• OBJECTIVE:
Rewrite all the rows below as a numbered list, one line per item, and skip any blank lines.

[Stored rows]
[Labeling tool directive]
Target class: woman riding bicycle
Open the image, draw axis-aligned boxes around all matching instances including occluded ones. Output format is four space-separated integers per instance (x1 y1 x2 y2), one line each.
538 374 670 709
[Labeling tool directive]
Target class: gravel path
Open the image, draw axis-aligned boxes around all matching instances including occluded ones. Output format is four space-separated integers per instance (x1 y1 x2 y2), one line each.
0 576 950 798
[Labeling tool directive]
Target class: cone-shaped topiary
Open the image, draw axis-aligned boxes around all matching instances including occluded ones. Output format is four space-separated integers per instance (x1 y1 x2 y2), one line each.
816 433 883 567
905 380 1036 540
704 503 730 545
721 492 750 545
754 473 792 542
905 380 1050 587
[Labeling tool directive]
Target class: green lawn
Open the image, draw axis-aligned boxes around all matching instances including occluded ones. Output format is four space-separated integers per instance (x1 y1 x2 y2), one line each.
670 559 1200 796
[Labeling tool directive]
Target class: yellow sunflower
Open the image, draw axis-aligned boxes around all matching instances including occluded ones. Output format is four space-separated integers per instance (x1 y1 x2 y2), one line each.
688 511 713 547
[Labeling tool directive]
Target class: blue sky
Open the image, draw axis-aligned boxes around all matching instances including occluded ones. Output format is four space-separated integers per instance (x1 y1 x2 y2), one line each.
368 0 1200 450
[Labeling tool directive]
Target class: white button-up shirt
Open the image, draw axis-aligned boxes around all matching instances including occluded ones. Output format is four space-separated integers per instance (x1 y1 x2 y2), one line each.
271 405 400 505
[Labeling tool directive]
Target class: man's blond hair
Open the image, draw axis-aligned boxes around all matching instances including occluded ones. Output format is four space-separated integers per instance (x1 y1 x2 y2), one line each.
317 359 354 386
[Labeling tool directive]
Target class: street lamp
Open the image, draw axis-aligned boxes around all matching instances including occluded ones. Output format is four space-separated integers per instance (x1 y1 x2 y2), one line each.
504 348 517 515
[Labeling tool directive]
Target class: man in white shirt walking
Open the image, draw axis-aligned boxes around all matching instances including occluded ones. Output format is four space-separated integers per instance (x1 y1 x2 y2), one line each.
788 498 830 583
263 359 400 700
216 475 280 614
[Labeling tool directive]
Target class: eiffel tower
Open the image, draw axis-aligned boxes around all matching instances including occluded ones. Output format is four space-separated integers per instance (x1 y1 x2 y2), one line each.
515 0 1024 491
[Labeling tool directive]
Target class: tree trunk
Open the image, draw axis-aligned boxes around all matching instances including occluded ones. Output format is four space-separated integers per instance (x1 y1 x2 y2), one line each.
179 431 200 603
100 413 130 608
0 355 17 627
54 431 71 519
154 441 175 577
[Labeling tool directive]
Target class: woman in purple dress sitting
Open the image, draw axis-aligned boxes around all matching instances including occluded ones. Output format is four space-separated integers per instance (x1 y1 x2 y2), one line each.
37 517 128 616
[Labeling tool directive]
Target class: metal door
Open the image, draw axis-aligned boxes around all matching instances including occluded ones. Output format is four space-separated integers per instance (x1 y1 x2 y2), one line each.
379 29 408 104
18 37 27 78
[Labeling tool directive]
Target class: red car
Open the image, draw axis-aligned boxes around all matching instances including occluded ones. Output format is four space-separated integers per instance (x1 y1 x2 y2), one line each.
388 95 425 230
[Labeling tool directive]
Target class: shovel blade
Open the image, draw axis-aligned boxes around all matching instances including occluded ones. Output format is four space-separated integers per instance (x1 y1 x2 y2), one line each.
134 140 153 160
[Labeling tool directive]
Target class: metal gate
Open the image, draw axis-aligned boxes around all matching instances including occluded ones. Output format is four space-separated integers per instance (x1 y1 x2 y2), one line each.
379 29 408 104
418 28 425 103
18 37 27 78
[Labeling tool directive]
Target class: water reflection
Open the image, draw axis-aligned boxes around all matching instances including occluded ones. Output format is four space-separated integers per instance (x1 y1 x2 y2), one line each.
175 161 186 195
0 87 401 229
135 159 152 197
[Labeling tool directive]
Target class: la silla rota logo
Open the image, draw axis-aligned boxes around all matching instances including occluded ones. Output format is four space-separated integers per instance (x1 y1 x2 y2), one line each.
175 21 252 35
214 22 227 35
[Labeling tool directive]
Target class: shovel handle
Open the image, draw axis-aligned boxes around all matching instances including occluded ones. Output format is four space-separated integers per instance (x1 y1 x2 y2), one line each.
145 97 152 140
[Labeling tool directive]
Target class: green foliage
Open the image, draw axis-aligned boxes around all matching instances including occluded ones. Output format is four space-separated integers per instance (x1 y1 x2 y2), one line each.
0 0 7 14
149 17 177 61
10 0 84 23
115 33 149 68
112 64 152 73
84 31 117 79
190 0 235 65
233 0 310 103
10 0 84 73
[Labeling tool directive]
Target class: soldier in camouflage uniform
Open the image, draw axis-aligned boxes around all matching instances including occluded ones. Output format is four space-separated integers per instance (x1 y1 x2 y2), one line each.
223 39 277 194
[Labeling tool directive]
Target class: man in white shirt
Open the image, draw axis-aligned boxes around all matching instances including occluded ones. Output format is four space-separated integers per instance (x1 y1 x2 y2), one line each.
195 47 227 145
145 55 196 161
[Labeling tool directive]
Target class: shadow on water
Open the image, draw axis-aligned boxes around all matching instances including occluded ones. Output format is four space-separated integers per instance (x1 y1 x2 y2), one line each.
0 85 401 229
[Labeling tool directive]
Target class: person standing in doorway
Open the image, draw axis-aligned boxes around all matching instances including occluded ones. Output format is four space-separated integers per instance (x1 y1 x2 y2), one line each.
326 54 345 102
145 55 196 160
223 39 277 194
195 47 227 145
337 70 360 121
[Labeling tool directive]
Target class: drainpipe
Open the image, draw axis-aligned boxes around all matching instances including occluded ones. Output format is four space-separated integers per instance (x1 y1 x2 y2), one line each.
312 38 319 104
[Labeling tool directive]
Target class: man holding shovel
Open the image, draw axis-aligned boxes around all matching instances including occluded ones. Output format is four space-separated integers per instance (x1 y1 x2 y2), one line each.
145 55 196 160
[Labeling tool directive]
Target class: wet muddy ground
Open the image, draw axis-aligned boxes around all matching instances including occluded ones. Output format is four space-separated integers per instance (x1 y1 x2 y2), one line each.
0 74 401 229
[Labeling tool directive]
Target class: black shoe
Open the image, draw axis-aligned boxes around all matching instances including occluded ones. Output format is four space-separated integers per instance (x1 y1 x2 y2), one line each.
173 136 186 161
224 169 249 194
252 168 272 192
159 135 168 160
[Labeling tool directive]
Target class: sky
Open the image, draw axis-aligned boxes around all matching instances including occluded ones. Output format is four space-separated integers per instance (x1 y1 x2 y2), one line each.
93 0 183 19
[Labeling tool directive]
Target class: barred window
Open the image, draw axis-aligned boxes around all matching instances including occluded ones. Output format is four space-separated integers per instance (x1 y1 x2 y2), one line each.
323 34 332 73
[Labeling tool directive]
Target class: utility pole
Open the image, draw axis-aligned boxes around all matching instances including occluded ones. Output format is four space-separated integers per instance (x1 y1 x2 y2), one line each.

• FULL SOLUTION:
1. [Labeling tool directive]
2. Target class: woman riding bicycle
3. Open the image, draw axis-aligned boxes around all matching instances including occluded ones. Output format is four space-separated integers per instance (x1 y1 x2 y2), one line each.
4. 538 374 670 709
5. [Labeling tool directive]
6. Target class: gravel path
7. Open the image, draw axis-aligned boxes around all matching instances including occluded ones. Output format is four space-separated integers per instance (x1 y1 x2 y2), one line each.
8. 0 576 950 798
9. [Labeling tool directive]
10. Target class: cone-shaped topiary
11. Open the image, draw axis-aligned boxes around all matching instances including occluded ones. Output format is four space-separated integers per instance (x1 y1 x2 y2), one line each.
12. 816 433 883 567
13. 905 380 1036 540
14. 704 503 730 545
15. 721 492 750 545
16. 754 473 792 542
17. 905 380 1050 587
18. [Labeling tool directive]
19. Target class: green lawn
20. Open the image, draw axis-aligned boxes around all matching instances including occluded ones. Output format is four space-separated integers per instance (x1 y1 x2 y2), one line each.
21. 670 559 1200 796
22. [Labeling tool directive]
23. Target class: yellow sunflower
24. Open the image, draw axis-aligned boxes around all matching instances including occluded ones. Output format is four space-separated integers per instance (x1 y1 x2 y2), one line each.
25. 688 511 713 547
26. [Labeling tool directive]
27. Target class: blue sky
28. Open the image, draw axis-aligned boxes around all matching instances including occluded ones. Output format is four space-separated integers per instance (x1 y1 x2 y2), one line each.
29. 368 0 1200 450
30. [Labeling tool directive]
31. Target class: white button-up shirt
32. Open the image, draw axis-aligned boxes around all matching instances including occluded ones. Output format is four space-separated integers per instance (x1 y1 x2 y2), one line each.
33. 271 405 400 505
34. [Labeling tool directive]
35. Target class: man's blond hair
36. Open the image, draw axis-aligned boxes around all matching instances including occluded ones. Output format is four space-separated integers per instance (x1 y1 x2 y2), one line each.
37. 317 359 354 386
38. [Labeling tool directive]
39. Target class: street lamp
40. Open the image, draw axis-aligned boxes around all matching instances including occluded ones. Output format is four space-separated integers per instance (x1 y1 x2 y2), one line each.
41. 504 348 517 515
42. [Labeling tool directive]
43. Target class: man in white shirt walking
44. Open the image, draw axis-aligned boxes around all matching instances including occluded ones. Output format is four space-separated integers per instance (x1 y1 x2 y2), one line each.
45. 788 498 830 583
46. 263 359 400 700
47. 216 475 280 614
48. [Labeling tool directive]
49. Target class: eiffel tower
50. Open the image, draw axis-aligned boxes around all matching instances including occluded ones. Output format is four space-separated integers per instance (x1 y1 x2 y2), one line each.
51. 515 0 1024 491
52. [Labeling tool directive]
53. Target class: tree trunk
54. Open the image, draw axis-aligned boxes around all matching instances including occluded ones. Output format is four space-separated integers per instance (x1 y1 x2 y2), one line each.
55. 179 431 200 603
56. 100 413 130 608
57. 0 355 17 627
58. 54 431 71 519
59. 154 441 175 577
60. [Labeling tool directive]
61. Target class: woman in purple dress sitting
62. Open the image, draw axis-aligned boxes around all matching instances including occluded ones. Output format is four space-separated integers per instance (x1 y1 x2 y2), one line each.
63. 37 517 128 616
64. [Labeling tool directive]
65. Target class: metal door
66. Open the image, draw axis-aligned boxes around all matching instances including occluded ones. Output format is four space-separated integers per instance (x1 y1 x2 y2), one line each.
67. 379 29 408 104
68. 18 37 27 78
69. [Labeling tool directive]
70. Target class: red car
71. Open the image, draw axis-aligned boxes around all matching instances including occluded ones. Output format is four space-separated integers per instance (x1 y1 x2 y2), one line each.
72. 388 95 425 230
73. [Labeling tool directive]
74. Target class: shovel blade
75. Open the image, draw axis-aligned boxes around all matching instances including occluded ones. Output format is four space-separated integers per instance (x1 y1 x2 y2), one line each.
76. 134 140 153 160
77. [Labeling tool directive]
78. Target class: metal gate
79. Open the image, draw axis-aligned boxes around all matching instances including occluded ones. Output format is four space-separated integers per instance (x1 y1 x2 y2), one line each.
80. 379 29 408 104
81. 418 28 425 103
82. 18 37 27 78
83. [Labeling tool directive]
84. Target class: water reflection
85. Open the image, draw axis-aligned boxes around all matching instances including occluded ones. Output format is four space-separated integers per instance (x1 y1 x2 y2), one line each.
86. 175 161 186 195
87. 0 87 401 229
88. 135 159 152 197
89. [Labeling tool directive]
90. Target class: la silla rota logo
91. Open the image, draw axis-aligned boxes around all matching instances including occluded ones. Output format is four space-separated integers per instance (x1 y1 x2 y2), one line each.
92. 175 21 252 35
93. 214 22 227 35
94. [Labeling tool directive]
95. Target class: shovel handle
96. Open the image, draw axis-aligned boxes around all matching instances including occluded ones. Output format is four space-separated integers per instance (x1 y1 x2 y2), one line each.
97. 145 97 152 140
98. [Labeling tool directive]
99. Target class: green foliage
100. Open the image, draw axis-aligned boxes around all matching instances including occluded ones. Output format is four space-separated integers per instance (x1 y1 x2 y2), one line each.
101. 0 0 7 14
102. 149 17 177 61
103. 10 0 84 23
104. 115 33 149 68
105. 112 64 152 73
106. 84 31 117 79
107. 190 0 235 65
108. 233 0 310 103
109. 10 0 84 73
110. [Labeling tool directive]
111. Target class: soldier in camouflage uniform
112. Open the image, draw axis-aligned boxes around all matching instances including occluded ones. Output format is four space-separated integers per instance (x1 y1 x2 y2), one line each.
113. 223 39 277 194
114. [Labeling tool directive]
115. Target class: man in white shirt
116. Open the image, draw axis-aligned boxes around all matching instances including occluded ones. Output format is four space-separated integers per instance (x1 y1 x2 y2), one line each.
117. 195 47 227 145
118. 145 55 196 161
119. [Labeling tool directive]
120. Target class: shadow on water
121. Open the image, draw axis-aligned boxes around all matching instances including occluded ones. Output format is four space-separated integers per instance (x1 y1 x2 y2), one line each.
122. 0 85 401 229
123. [Labeling tool directive]
124. Target class: person standing in doorway
125. Open the image, draw axis-aligned boxes around all matching instances including occluded ones. Output format is four space-separated integers per instance (x1 y1 x2 y2), one line each.
126. 326 54 345 102
127. 145 55 196 160
128. 223 39 277 194
129. 195 47 227 145
130. 337 70 360 121
131. [Labeling tool directive]
132. Target class: drainpipe
133. Open the image, draw axis-aligned boxes around all matching instances including occluded ones. Output format is four space-separated integers per instance (x1 y1 x2 y2), one line each.
134. 312 38 319 104
135. [Labeling tool directive]
136. Target class: man holding shovel
137. Open the image, draw axis-aligned boxes around all matching instances including occluded ones. Output format is four space-separated integers per instance (x1 y1 x2 y2), one line each.
138. 145 55 196 160
139. [Labeling tool directive]
140. Target class: wet muddy ground
141. Open the image, draw axis-aligned boxes around all matching instances including occluded ones. Output format is four space-separated integers per instance (x1 y1 x2 y2), one line each.
142. 0 74 401 229
143. [Labeling tool directive]
144. Target class: black shoe
145. Open the image, draw axis-aligned boxes around all matching instances including occluded ones. Output format is four space-separated integers per instance (x1 y1 x2 y2), one line each.
146. 173 136 186 161
147. 224 169 249 194
148. 252 168 272 192
149. 159 135 168 160
150. [Labeling tool directive]
151. Target class: sky
152. Open the image, draw axis-aligned boxes around all matching instances including occluded ones. Output format is four space-separated integers per instance (x1 y1 x2 y2), one line each.
153. 93 0 183 19
154. [Labeling tool directive]
155. Target class: barred window
156. Open the image, draw axis-aligned boxes around all matching instances including occluded ones. Output format is four space-separated integers per instance (x1 y1 x2 y2), one line each.
157. 323 34 332 73
158. [Labeling tool directive]
159. Target class: utility pole
160. Open the image, draw axis-aligned boxes around all matching instances including occluded ones. Output format is four space-separated integers per instance (x1 y1 x2 y2), one line each.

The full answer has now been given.